■ **Exercise goal**
Each entry below should be echoed exactly, with pictures omitted.

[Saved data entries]
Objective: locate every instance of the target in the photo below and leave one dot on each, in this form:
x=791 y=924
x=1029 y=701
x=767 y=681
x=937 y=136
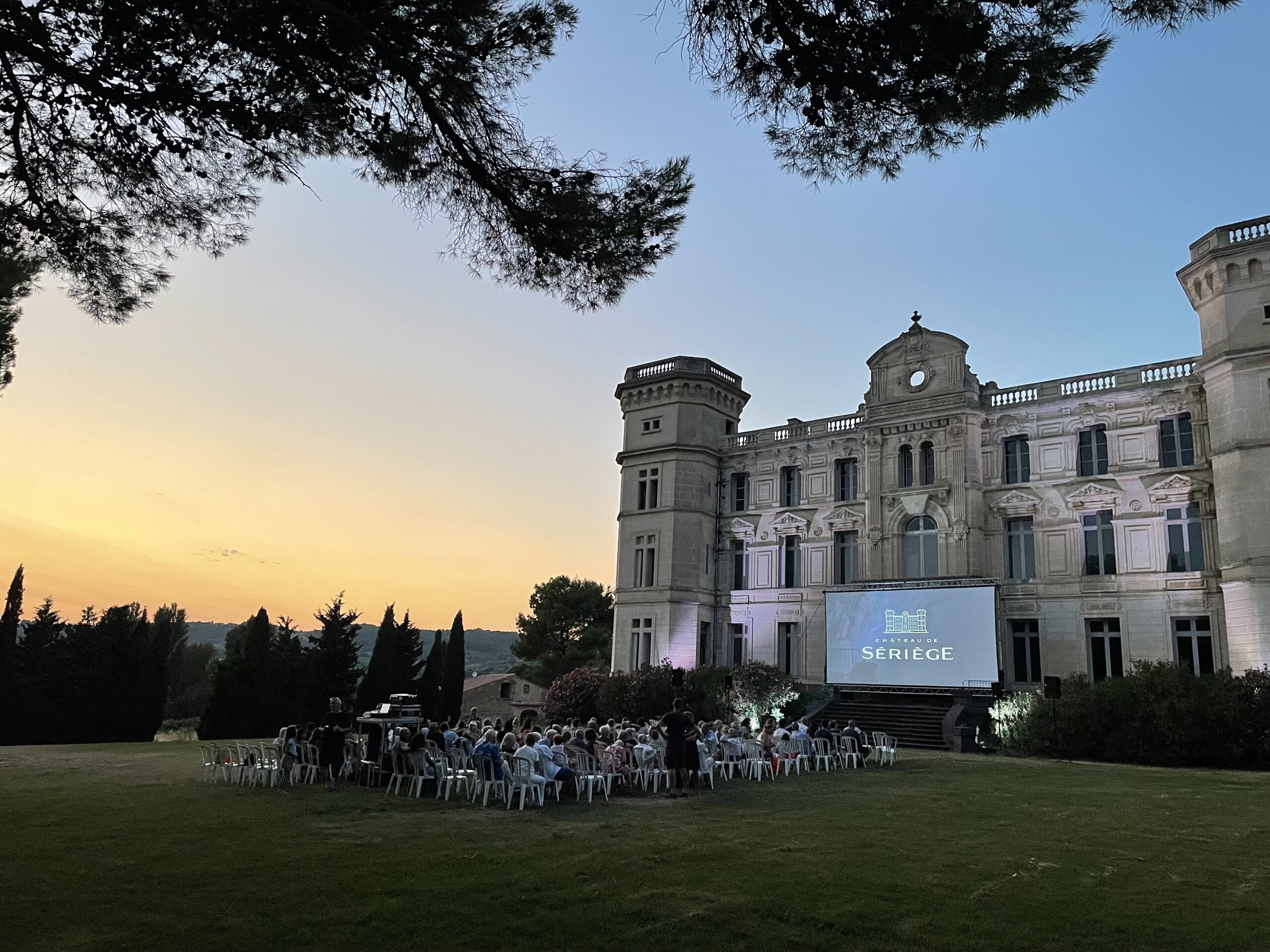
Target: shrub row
x=1159 y=714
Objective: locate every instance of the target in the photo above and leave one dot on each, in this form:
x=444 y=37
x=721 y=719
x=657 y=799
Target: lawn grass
x=116 y=847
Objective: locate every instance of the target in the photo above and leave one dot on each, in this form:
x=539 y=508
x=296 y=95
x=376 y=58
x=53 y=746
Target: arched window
x=928 y=464
x=921 y=549
x=906 y=465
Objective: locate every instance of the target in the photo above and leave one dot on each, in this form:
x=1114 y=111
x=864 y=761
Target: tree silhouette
x=855 y=87
x=431 y=678
x=330 y=658
x=135 y=130
x=571 y=625
x=452 y=679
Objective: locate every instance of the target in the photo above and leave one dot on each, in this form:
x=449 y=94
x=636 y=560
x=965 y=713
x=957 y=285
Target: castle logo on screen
x=897 y=649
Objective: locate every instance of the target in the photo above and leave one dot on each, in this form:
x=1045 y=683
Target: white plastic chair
x=886 y=746
x=522 y=778
x=849 y=753
x=790 y=757
x=758 y=762
x=209 y=765
x=824 y=754
x=483 y=780
x=590 y=776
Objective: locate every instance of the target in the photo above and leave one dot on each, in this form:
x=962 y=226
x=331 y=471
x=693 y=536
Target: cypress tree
x=330 y=658
x=430 y=681
x=452 y=677
x=9 y=621
x=385 y=659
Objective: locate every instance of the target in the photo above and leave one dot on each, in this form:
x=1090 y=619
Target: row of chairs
x=250 y=765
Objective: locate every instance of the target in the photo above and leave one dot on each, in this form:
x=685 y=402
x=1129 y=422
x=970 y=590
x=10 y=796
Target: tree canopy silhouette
x=134 y=130
x=571 y=625
x=849 y=88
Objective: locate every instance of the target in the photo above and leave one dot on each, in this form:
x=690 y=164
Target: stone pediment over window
x=1175 y=489
x=1016 y=503
x=1094 y=495
x=789 y=525
x=844 y=520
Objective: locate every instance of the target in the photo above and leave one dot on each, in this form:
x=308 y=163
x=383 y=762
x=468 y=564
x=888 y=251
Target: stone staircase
x=913 y=720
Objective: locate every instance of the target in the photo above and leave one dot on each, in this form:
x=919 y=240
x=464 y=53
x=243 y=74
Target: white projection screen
x=937 y=638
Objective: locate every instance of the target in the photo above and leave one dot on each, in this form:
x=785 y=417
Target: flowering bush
x=761 y=690
x=1159 y=714
x=573 y=695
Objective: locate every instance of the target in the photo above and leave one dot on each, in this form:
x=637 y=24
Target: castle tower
x=1228 y=285
x=677 y=414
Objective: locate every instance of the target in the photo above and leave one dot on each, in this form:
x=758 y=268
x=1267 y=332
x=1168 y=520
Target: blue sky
x=336 y=407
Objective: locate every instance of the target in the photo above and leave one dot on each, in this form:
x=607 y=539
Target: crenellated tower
x=1228 y=285
x=677 y=414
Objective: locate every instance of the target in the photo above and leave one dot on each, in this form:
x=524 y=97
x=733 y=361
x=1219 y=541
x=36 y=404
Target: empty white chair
x=849 y=752
x=522 y=778
x=824 y=754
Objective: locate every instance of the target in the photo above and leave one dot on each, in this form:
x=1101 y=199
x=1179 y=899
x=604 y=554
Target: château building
x=1124 y=515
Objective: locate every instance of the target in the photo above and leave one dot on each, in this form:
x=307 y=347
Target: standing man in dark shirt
x=679 y=726
x=334 y=725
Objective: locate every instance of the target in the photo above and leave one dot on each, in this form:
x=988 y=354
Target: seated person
x=554 y=767
x=489 y=748
x=509 y=744
x=854 y=731
x=527 y=752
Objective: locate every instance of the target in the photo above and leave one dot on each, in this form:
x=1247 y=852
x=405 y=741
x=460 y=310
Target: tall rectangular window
x=792 y=485
x=1020 y=549
x=905 y=466
x=1025 y=634
x=792 y=561
x=846 y=558
x=645 y=493
x=789 y=648
x=1193 y=640
x=926 y=463
x=1016 y=461
x=740 y=652
x=1185 y=538
x=642 y=643
x=849 y=480
x=645 y=561
x=1107 y=659
x=1091 y=456
x=740 y=577
x=1099 y=542
x=1176 y=442
x=740 y=492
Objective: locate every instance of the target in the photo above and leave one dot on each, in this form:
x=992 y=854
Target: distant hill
x=488 y=652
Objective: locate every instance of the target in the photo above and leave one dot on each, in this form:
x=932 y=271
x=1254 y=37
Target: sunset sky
x=334 y=407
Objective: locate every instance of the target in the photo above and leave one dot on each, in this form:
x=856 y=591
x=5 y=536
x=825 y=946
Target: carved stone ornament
x=1094 y=497
x=1175 y=489
x=789 y=525
x=842 y=520
x=1017 y=503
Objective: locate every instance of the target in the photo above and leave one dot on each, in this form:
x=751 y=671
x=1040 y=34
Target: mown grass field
x=123 y=847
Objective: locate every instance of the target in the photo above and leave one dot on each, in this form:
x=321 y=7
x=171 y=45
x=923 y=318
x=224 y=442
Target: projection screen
x=937 y=638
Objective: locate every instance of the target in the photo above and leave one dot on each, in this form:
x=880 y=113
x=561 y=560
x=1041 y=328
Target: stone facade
x=505 y=696
x=1124 y=515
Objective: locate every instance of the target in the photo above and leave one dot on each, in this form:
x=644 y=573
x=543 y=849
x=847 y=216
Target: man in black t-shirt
x=334 y=725
x=677 y=726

■ **Right answer**
Objective: locate every instance of the target in the photo below and leave one dot on each, in this form:
x=791 y=924
x=1029 y=701
x=767 y=681
x=937 y=136
Target: shrub row
x=1159 y=714
Objective: locate every instance of the target in the photo above and leave one dot on each, in this form:
x=444 y=37
x=721 y=719
x=657 y=799
Target: lawn grass
x=116 y=847
Objective: locate every instance of the target in the photo above and leave one dot on each, in this form:
x=539 y=508
x=296 y=95
x=376 y=58
x=53 y=746
Target: arched window
x=928 y=464
x=921 y=549
x=906 y=465
Objective: locate every instance of the target in the photo above and leave one dot on each, in this form:
x=1114 y=111
x=864 y=761
Target: tree silhouette
x=855 y=87
x=431 y=678
x=330 y=658
x=135 y=130
x=571 y=625
x=452 y=679
Objective: locate every instance of the target in the photo above and leave one dot on each, in this form:
x=449 y=94
x=636 y=560
x=965 y=713
x=957 y=285
Target: castle logo on screen
x=897 y=649
Objective: locate every instance of the target in the photo above and leave one dot on each, in this form:
x=1045 y=683
Target: white plastic chair
x=886 y=746
x=522 y=778
x=849 y=753
x=790 y=757
x=758 y=762
x=209 y=765
x=824 y=754
x=483 y=780
x=590 y=776
Objective: locate every instance of the target in the photo above and leave one dot on each, in this form:
x=962 y=226
x=331 y=471
x=693 y=536
Target: cypress tree
x=330 y=658
x=430 y=681
x=452 y=677
x=9 y=621
x=385 y=659
Objective: locate every instance of the target in the photo above and leave one dot on each, in this form:
x=1090 y=619
Target: row of chairs
x=250 y=765
Objective: locate every instance of the target in the photo above and leave one dot on each, in this form:
x=685 y=402
x=1129 y=422
x=970 y=590
x=10 y=796
Target: tree canopy silhouette
x=134 y=130
x=571 y=625
x=849 y=88
Objective: locate every instance of the target in the photo above and leave one dot on each, in this form:
x=690 y=164
Target: stone pediment over window
x=1175 y=489
x=1016 y=503
x=1094 y=495
x=789 y=525
x=844 y=520
Objective: locate every instance of the target in the photo above and leave one dot on each, in this form:
x=308 y=163
x=383 y=762
x=468 y=564
x=888 y=251
Target: stone staircase
x=913 y=720
Objective: locate every instance of the target in the photo above and leave one dot on each, in this form:
x=919 y=240
x=464 y=53
x=243 y=74
Target: white projection screen
x=937 y=638
Objective: locate every instance of the target in the photo above and leave one dot on each, in this form:
x=785 y=417
Target: flowering bush
x=761 y=690
x=1159 y=714
x=573 y=695
Objective: locate every instance of the target in the photo above and leave one dot on each, in this form:
x=637 y=24
Target: castle tower
x=1228 y=285
x=677 y=414
Objective: locate every instance of the target in the photo above and leave one dot on each, in this form:
x=758 y=268
x=1267 y=332
x=1168 y=520
Target: blue sky
x=336 y=407
Objective: locate every instance of the target in the photo above and leave one dot on each, in this form:
x=607 y=539
Target: crenellated tower
x=1228 y=285
x=677 y=414
Objective: locate every instance of the target in the photo above and leave one dot on each, in this form:
x=524 y=97
x=733 y=361
x=1219 y=541
x=36 y=404
Target: empty white chair
x=849 y=752
x=522 y=778
x=824 y=754
Objective: locate every instance of the target in the photo above and leave one dot on each, in this form:
x=1101 y=199
x=1179 y=899
x=604 y=554
Target: château building
x=1124 y=515
Objective: locate every instance of the target in the photo above and leave one dot on each, in this form:
x=307 y=347
Target: standing man in dark shirt
x=679 y=726
x=334 y=725
Objective: locate every instance of the target in the photo above and leave one dot on each, in this form:
x=988 y=354
Target: seated person
x=554 y=767
x=489 y=748
x=509 y=744
x=854 y=731
x=527 y=752
Objective: locate every instance of the target in the photo above and leave one dot on each, in this form:
x=1247 y=852
x=405 y=741
x=460 y=310
Target: tall rectangular window
x=792 y=485
x=1020 y=549
x=905 y=466
x=1025 y=634
x=792 y=561
x=846 y=558
x=645 y=493
x=789 y=648
x=1193 y=640
x=926 y=463
x=1016 y=461
x=740 y=652
x=1185 y=538
x=642 y=643
x=849 y=480
x=645 y=561
x=1107 y=659
x=1091 y=456
x=740 y=577
x=1099 y=542
x=1176 y=442
x=740 y=492
Objective: locate every instance of the target in the photo above and leave one dot on each, in this form:
x=992 y=854
Target: distant hill
x=488 y=652
Objective: locate every instance of the target in the photo above and leave one dot on each, in this form:
x=932 y=271
x=1254 y=37
Target: sunset sky
x=334 y=407
Objective: locate every instance of the target in the photo above and leave one dot on each, in this form:
x=856 y=591
x=5 y=536
x=825 y=946
Target: carved stone ornament
x=1094 y=497
x=1175 y=489
x=789 y=525
x=842 y=520
x=1017 y=503
Objective: locate every instance of the target in the photo above and leave one dot on each, in this form:
x=751 y=671
x=1040 y=34
Target: mown grass field
x=123 y=847
Objective: locate every instance of the target in the photo above and leave one dot on each, in this form:
x=321 y=7
x=171 y=45
x=923 y=318
x=224 y=442
Target: projection screen
x=937 y=638
Objective: locate every instance of the target in the photo above and leave one dot on each, in this form:
x=880 y=113
x=561 y=560
x=1041 y=328
Target: stone facade
x=505 y=696
x=1124 y=515
Objective: locate every instance of the target in the photo above and leave one dot on each, in this form:
x=644 y=573
x=543 y=849
x=847 y=216
Target: man in black t-shirt
x=334 y=725
x=677 y=726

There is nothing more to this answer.